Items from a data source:

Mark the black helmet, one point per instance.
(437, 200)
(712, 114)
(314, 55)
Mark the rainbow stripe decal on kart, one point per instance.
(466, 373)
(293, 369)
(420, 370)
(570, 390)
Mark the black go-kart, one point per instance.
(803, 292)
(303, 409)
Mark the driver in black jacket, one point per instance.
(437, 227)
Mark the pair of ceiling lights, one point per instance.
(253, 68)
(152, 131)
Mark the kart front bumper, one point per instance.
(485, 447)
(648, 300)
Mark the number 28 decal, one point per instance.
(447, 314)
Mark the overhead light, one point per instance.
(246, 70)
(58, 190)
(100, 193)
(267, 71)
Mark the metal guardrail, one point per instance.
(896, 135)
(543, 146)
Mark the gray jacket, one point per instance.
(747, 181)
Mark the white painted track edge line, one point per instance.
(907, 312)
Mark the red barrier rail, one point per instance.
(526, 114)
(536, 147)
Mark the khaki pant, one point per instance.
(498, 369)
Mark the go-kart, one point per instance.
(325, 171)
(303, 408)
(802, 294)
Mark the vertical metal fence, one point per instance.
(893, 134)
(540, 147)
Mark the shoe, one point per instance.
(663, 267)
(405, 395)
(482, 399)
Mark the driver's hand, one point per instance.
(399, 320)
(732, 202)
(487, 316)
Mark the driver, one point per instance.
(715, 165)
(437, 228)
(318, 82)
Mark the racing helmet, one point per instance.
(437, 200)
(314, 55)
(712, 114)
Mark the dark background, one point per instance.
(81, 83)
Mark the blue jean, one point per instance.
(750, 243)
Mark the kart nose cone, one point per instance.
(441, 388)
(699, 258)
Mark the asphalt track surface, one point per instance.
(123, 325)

■ **Task goal**
Write out each line exactly, as it is shown above.

■ **Answer section**
Mark the black helmet, one point per instance.
(437, 200)
(712, 114)
(314, 55)
Mark the rainbow stripe decal on kart, one point per instance.
(466, 373)
(293, 369)
(420, 370)
(570, 390)
Mark the black go-kart, one point per instance.
(803, 292)
(303, 409)
Mark the driver in black jacket, one point per instance.
(437, 227)
Mark the pair of ceiling lights, one point per instance.
(253, 68)
(152, 131)
Mark the kart front bumper, one point per instance.
(485, 447)
(648, 300)
Mark the number 28 decal, one point per instance.
(447, 314)
Mark the overhead light, one point per instance.
(246, 70)
(58, 190)
(100, 193)
(267, 71)
Mark the metal guardrail, one point per instance.
(896, 135)
(543, 146)
Mark the gray jacket, one point per instance.
(747, 181)
Mark the white painted track edge line, one point per instance.
(907, 312)
Mark the red barrier rail, one point per instance.
(526, 114)
(536, 147)
Mark the khaki pant, one point per instance.
(498, 369)
Mark the go-kart, one point per instance.
(325, 171)
(303, 408)
(802, 294)
Mark the vertical metal fence, one point per instance.
(893, 134)
(540, 147)
Mark the shoe, one point per instance.
(663, 267)
(405, 395)
(482, 399)
Mark the driver's hand, one point per instance.
(399, 320)
(732, 202)
(487, 316)
Mark the driver, one point per instance.
(715, 165)
(437, 228)
(318, 82)
Mark the racing helmet, one point per instance.
(437, 200)
(314, 55)
(712, 114)
Mark the dark background, one point per instance.
(81, 83)
Mark the blue jean, one point per instance.
(750, 243)
Mark the kart nose cone, one point per instance.
(441, 388)
(699, 258)
Mark the asphalt track surface, one point per instance.
(123, 325)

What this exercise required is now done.